*Texte source*.
· · · · ·
▪ Un scandale, une véritable catastrophe nationale, un fiasco titanesque, des choix techniques critiquables, des erreurs de management impardonnables, des conséquences incalculables, toute une population qui crie sa colère, des années pour s’en remettre et un traumatisme qui n’est pas près de s’effacer des mémoires… Les médias n’en font plus leur Une, mais des dizaines de milliers de barils de pétrole continuent de s’échapper chaque jour du fond du golfe du Mexique. Ils vont venir pendant des mois, et même probablement des années, souiller les côtes américaines.
Le calvaire de l’équipe de France, de ses supporters et de ses sponsors s’est achevé par une ultime humiliation (un grand bravo tout de même à l’Afrique du Sud, classée au 83ème rang mondial, qui bat une équipe encore classée seconde au lendemain de la précédente Coupe du monde 2006). Le calvaire des riverains de la Louisiane et de la Floride, en revanche, est loin d’être terminé.
Pendant que la France comptait les ballons au fond de ses filets, les pêcheurs du golfe du Mexique ont continué de remballer les leurs : ils ne leur serviront plus avant longtemps ! Les experts ont de nouveau revu à la hausse, avec l’approbation tacite de BP, le débit du puits accidenté il y a deux mois jour pour jour.
D’une estimation initiale (émanant de BP) de 1 500 barils par jour, nous voici enfin parvenus à un chiffre de 40 000 jugé plus proche de la réalité. Ce qui choque le plus l’Amérique, c’est l’énormité du mensonge du pétrolier britannique : il connaissait naturellement, à quelques centaines de barils près, le débit pompé quotidiennement par la plate-forme Deepwater Horizon.
Se tromper de 25%, c’est déjà une marge d’erreur significative. Se tromper de 25 fois, c’est carrément un aveu de désinformation caractérisé… mais qui a eu son utilité : si la vérité avait été connue dès les trois premiers jours, BP aurait perdu le tiers de sa valeur en une poignée de séances, et 50% avant fin avril.
· · · · ·
*Liste*.

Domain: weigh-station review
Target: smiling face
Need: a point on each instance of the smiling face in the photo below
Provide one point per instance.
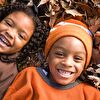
(15, 31)
(66, 60)
(96, 51)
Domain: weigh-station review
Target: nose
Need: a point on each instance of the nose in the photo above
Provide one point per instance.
(67, 62)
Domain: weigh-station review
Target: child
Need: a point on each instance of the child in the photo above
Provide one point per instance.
(17, 41)
(68, 52)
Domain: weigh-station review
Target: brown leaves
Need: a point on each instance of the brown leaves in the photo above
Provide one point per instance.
(84, 10)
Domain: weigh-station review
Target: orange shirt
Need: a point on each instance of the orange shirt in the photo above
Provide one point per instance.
(31, 85)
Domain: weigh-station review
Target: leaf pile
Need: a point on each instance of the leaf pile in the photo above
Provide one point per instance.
(87, 11)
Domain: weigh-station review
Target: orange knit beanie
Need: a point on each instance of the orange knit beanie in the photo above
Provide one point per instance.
(73, 28)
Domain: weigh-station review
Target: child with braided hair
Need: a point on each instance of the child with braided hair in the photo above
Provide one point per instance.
(68, 51)
(21, 33)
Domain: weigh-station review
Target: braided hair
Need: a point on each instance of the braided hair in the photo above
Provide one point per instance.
(31, 53)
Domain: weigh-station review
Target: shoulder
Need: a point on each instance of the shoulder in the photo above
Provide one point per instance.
(88, 89)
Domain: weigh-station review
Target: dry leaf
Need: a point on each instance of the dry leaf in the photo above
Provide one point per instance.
(42, 2)
(73, 12)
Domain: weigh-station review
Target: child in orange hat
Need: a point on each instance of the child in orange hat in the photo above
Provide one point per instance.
(68, 52)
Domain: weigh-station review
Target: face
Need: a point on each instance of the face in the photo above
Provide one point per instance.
(96, 51)
(66, 60)
(15, 31)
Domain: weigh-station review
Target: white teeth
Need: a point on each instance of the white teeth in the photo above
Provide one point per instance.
(64, 73)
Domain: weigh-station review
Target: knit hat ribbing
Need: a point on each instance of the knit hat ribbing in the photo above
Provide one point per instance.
(73, 28)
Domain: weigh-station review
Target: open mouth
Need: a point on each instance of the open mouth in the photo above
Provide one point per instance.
(64, 73)
(5, 41)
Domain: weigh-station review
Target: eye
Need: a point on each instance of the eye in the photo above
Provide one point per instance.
· · · · ·
*Consignes*.
**A)** Relevez, dans le texte source, tous ceux dont le calvaire s'est achevé par une ultime humiliation.
**B)** Selon le texte source, à combien BP estimait-elle d'abord le débit du puits accidenté ?

*Réponses attendues*.
**A)** L'équipe de France, ses supporters et ses sponsors.

**B)** À 1 500 barils par jour.